Carry on the article about Serena Williams' 2013 season from the point where it stops.

TEXT PASSAGE:
-=-=-=-=-

Was 2013 the best year of Serena Williams’ magnificent career?

The world No. 1 won 11 titles and two Grand Slams.
(Getty Images)
(Getty Images)
Serena Williams finished 2013 with 11 titles, two Grand Slams, 78 overall wins and a decisive finish atop the WTA rankings. At 32, did the American tennis star just complete the greatest season of her career?
Two reasons it’s not Serena’s best year ever:
1. She failed to make the semifinals at two Grand Slams. Serena lost in the quarters of the Australian Open to Sloane Stephens and was stunned in the fourth round of Wimbledon by Sabine Lisicki. In both matches, she was up a break in a decisive set and appeared on the way to cruising into the next round, but failed to close in both. Over the past two seasons, the only person capable of beating Serena has been Serena.
2. In 2002, she won three Grand Slams. In 2013, Serena won two, a total she’s matched in four other years (2003, 2009, 2010 and 2012). The other tournaments are nice, but when discussing the greatest players ever, you don’t look at their Premiere Mandatory results. Grand Slams are the currency of tennis greatness and 3 > 2.
(Getty Images)
(Getty Images)
Five reasons it might be:
1. Serena’s 78 wins in 2013 are 20 more than she had in any other season. Twenty!
2. Her 11 tournament titles and 13 finals are the most of her career. (In 2002, she had eight and 11, respectively.) From 2010-2012, Serena won a total of 11 tournaments. Also, the 11 wins are the most for any WTA player since Martina Hingis had 12 in 1997. The last player to win more than 11 before Hingis was Steffi Graf in 1989.
3. Serena’s 95% winning percentage is the highest of her career, eking out the 94% she had with last year’s 58-4 mark.
(Getty Images)
(Getty Images)
4. She won in Miami, Madrid, Rome, Canada, Beijing and at the WTA Championships. That’s six wins in Mandatory Premiere and Premier 5 tournaments. In the past eight years, Serena won seven titles in those tournaments. She also took home her first French Open title in more than a decade.

-=-=-=-=-

DATASET EXTRACT:
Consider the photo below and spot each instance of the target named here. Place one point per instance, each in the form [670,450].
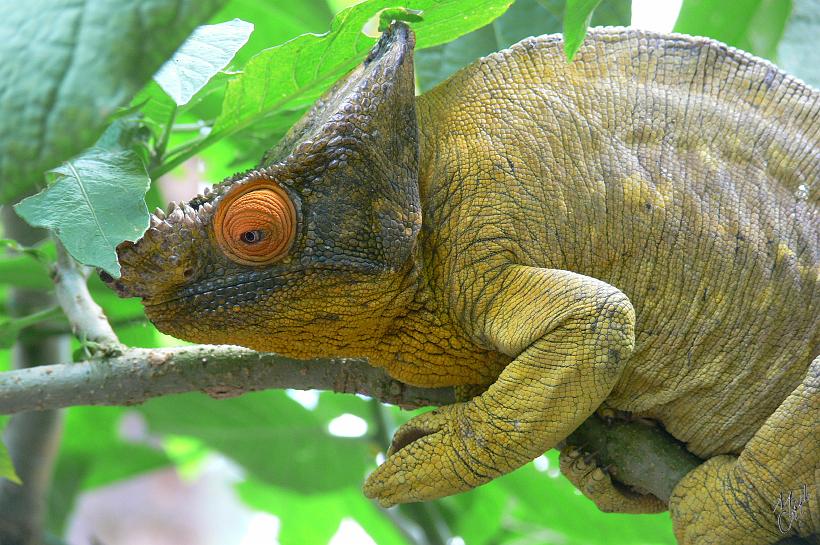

-=-=-=-=-

WRITTEN ANSWER:
5. Rankings points are arbitrary and confusing. But this isn’t: Serena had 13,260 rankings points in 2013. World No. 2 Victoria Azarenka had 8,046. The gap between Serena and Vika (5,014 points) is about the same as the one between Vika and world No. 16 Ana Ivanovic.
(AP)
(AP)
One reason it is absolutely, positively Serena Williams’ best year ever:
She’s 32 years old. Steffi Graf won one Grand Slam after turning 28 and retired almost immediately after turning 30. Chris Evert didn’t win a Slam after turning 31. Even the greatest older tennis player in women’s history, Martina Navratilova, could only tally two Grand Slams at 30, plus a career-capping Wimbledon title at 33.
Serena is 12 months away from being old enough to crack the top 10 list of oldest players to win a WTA title. At an age when the players she’s chasing down in the history books were either in the twilight of their careers or out of the game altogether, Serena is having a second prime. For years, people said she wasn’t interested enough in tennis and was sacrificing her place in tennis history because of she wasn’t committed to the game. It seems that Serena knew what was best all along. Taking her foot off the throttle at 24 may have kept her fresh for her early-30s. At a time when other players are dialing back their schedules, Serena played the most matches of her career.
What Serena Williams is doing at her age is unprecedented. Many have dominated the game when they were young. None have been atop the tennis world like in their 30s like Serena.